──────── PROVIDED TEXT ────────

# `nb01`: Build, compute, critique, repeat

![](./figures/nb01/boxloop.png)

In this course, we will approach data science problems using the scientific method. We will build models, compute results, and critique our work. We will repeat this process until we are satisfied with our results. This process is called the **Box's Loop**. Upcoming lectures will dive into each of these steps in more detail.

# Build 

In [None]:
import numpy as np

# Generative model
def simulate(v, alpha, dt=0.001, G=9.81):
    v_x = v * np.cos(alpha)
    v_y = v * np.sin(alpha)

    x = 0
    y = 1.5

    trajectory = [(x, y)]

    while y > 0:
        v_y += dt * -G
        x += dt * v_x
        y += dt * v_y 
        trajectory.append((x, y))

    return np.array(trajectory)


In [None]:
import matplotlib.pyplot as plt 

v = 5.0
alpha = np.pi / 4 

trajectory = simulate(v, alpha, dt=0.001)
plt.plot(trajectory[:, 0], trajectory[:, 1])
plt.show()

In [None]:
# Probabilistic model
from scipy.stats import norm, uniform

def likelihood(v, alpha):
    trajectory = simulate(v, alpha)
    x = trajectory[-1, 0]
    return norm(loc=x, scale=0.1)

p_v = uniform(0, 10.)
p_alpha = uniform(0, np.pi / 2)

In [None]:
# p(x | v, alpha)

──────── PROVIDED RECORDS ────────

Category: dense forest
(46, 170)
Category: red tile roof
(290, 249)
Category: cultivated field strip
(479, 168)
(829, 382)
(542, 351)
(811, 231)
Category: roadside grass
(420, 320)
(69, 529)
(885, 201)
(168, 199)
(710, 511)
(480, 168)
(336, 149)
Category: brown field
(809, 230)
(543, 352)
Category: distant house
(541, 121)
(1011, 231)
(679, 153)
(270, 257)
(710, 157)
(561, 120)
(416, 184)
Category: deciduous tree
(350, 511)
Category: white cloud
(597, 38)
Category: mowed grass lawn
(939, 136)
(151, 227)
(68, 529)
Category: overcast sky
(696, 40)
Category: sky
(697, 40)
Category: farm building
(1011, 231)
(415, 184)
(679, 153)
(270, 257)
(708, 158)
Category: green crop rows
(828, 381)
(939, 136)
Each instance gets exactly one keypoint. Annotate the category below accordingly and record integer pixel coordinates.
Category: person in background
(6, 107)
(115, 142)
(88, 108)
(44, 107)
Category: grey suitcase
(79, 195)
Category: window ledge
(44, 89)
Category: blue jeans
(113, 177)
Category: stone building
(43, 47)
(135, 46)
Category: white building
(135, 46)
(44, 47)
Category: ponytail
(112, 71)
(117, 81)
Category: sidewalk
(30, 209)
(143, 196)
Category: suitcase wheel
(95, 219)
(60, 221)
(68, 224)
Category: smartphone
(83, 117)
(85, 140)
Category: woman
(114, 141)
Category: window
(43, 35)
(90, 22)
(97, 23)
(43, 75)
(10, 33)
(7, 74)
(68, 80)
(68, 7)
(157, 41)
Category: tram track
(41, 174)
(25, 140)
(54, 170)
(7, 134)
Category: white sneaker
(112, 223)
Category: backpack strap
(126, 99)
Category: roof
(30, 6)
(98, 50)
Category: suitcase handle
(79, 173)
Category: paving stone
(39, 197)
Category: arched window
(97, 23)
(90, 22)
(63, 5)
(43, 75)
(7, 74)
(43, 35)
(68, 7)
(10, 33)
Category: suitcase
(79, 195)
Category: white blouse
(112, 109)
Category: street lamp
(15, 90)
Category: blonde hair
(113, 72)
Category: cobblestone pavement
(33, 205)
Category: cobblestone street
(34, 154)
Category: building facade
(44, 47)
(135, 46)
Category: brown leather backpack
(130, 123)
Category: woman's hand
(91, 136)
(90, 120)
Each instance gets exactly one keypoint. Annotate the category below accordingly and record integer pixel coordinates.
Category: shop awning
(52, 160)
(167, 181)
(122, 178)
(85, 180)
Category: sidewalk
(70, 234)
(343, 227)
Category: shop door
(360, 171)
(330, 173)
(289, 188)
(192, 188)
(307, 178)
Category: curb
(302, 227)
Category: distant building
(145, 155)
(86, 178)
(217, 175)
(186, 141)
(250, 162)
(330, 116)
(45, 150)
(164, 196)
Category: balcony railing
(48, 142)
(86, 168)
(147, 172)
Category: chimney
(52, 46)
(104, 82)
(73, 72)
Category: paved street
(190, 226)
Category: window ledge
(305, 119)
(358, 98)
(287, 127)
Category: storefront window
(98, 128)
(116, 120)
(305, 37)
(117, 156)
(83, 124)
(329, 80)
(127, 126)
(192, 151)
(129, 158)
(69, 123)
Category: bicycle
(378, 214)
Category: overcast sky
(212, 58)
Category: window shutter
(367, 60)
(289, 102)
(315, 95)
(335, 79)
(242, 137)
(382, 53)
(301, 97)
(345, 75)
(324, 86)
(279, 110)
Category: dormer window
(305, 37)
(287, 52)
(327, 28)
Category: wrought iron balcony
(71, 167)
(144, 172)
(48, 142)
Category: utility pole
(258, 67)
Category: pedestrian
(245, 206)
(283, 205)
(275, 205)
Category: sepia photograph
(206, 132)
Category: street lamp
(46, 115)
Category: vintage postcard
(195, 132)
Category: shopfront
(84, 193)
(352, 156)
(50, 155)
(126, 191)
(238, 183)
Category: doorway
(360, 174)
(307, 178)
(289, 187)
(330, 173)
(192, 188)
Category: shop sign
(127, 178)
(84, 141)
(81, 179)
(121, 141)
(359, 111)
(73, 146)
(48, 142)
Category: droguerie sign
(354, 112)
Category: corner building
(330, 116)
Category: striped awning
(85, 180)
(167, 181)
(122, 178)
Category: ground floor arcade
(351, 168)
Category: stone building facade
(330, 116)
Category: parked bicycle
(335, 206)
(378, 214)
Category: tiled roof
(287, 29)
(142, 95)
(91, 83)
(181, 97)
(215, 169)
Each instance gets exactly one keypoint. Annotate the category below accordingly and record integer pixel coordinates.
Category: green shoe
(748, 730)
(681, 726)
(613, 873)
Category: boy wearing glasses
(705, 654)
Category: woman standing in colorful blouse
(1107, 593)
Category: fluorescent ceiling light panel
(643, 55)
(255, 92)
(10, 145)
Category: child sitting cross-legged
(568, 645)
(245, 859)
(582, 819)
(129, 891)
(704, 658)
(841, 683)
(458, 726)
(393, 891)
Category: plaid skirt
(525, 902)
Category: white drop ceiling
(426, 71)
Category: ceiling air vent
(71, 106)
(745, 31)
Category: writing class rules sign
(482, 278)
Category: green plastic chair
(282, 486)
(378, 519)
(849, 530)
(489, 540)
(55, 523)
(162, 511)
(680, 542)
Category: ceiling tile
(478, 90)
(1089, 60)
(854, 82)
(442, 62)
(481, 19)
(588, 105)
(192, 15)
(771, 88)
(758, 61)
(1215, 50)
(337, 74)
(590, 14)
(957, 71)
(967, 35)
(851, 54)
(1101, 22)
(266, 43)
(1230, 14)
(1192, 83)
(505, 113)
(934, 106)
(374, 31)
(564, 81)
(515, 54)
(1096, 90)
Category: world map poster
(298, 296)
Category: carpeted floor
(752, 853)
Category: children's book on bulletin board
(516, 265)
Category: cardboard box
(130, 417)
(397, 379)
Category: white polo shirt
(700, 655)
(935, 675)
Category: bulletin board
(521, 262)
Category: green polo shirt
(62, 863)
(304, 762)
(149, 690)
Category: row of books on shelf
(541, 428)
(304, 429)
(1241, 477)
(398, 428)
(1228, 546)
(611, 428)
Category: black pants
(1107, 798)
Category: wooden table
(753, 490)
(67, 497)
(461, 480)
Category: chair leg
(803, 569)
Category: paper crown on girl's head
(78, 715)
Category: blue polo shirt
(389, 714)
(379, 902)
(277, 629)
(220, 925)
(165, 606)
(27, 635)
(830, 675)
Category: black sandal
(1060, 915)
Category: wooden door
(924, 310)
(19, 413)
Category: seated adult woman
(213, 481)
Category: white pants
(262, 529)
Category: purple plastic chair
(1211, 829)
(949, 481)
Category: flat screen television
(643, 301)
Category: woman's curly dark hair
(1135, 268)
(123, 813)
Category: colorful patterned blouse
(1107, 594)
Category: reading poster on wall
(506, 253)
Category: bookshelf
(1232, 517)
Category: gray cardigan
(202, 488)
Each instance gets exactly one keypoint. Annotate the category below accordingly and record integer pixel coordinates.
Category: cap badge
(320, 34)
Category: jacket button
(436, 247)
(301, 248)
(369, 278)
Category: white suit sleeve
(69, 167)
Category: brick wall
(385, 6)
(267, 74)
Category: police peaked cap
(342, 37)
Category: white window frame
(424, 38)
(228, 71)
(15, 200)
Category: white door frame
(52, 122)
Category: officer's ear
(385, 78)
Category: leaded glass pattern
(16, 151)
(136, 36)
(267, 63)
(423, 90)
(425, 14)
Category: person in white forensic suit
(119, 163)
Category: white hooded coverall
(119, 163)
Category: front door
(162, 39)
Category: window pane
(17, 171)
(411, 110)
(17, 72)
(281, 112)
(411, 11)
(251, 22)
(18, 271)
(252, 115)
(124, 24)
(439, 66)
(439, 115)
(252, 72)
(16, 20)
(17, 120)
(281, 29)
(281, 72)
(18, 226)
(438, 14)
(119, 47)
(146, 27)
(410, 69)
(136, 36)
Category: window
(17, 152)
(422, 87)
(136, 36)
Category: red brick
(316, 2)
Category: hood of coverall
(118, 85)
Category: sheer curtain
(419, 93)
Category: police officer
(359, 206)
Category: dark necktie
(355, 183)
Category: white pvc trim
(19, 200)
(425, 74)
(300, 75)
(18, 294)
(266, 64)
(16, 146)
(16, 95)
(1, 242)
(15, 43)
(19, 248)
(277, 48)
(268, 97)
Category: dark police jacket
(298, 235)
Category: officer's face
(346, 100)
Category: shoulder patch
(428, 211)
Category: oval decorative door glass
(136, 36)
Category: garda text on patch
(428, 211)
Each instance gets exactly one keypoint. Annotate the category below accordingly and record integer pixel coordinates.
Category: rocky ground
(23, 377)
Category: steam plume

────────

§ TRY IT
Resume the Box's Loop notebook on the projectile model, picking up right after its last line.

§ ANSWER TO THIS EXERCISE
v = 5.0
alpha = np.pi / 4

trajectory = simulate(v, alpha)
plt.plot(trajectory[:, 0], trajectory[:, 1])

lk = likelihood(v, alpha)
xs = lk.rvs(10000)
plt.hist(xs, density=True, bins=30, color="orange")

plt.show()

In [None]:
# p(x)
xs = []

for i in range(1000):
    v = p_v.rvs()
    alpha = p_alpha.rvs()

    trajectory = simulate(v, alpha)
    plt.plot(trajectory[:, 0], trajectory[:, 1], color="b", alpha=0.05)
    x = likelihood(v, alpha).rvs()
    xs.append(x)

plt.hist(xs, density=True, bins=30, color="orange")
plt.show()

# Data

In [None]:
v_true = 5.0
alpha_true = np.pi / 4.
x_obs = likelihood(v_true, alpha_true).rvs()

In [None]:
trajectory = simulate(v_true, alpha_true)
plt.plot(trajectory[:, 0], trajectory[:, 1])

lk = likelihood(v_true, alpha_true)
xs = lk.rvs(10000)
plt.hist(xs, density=True, bins=30)
plt.scatter([x_obs], [0.])
plt.show()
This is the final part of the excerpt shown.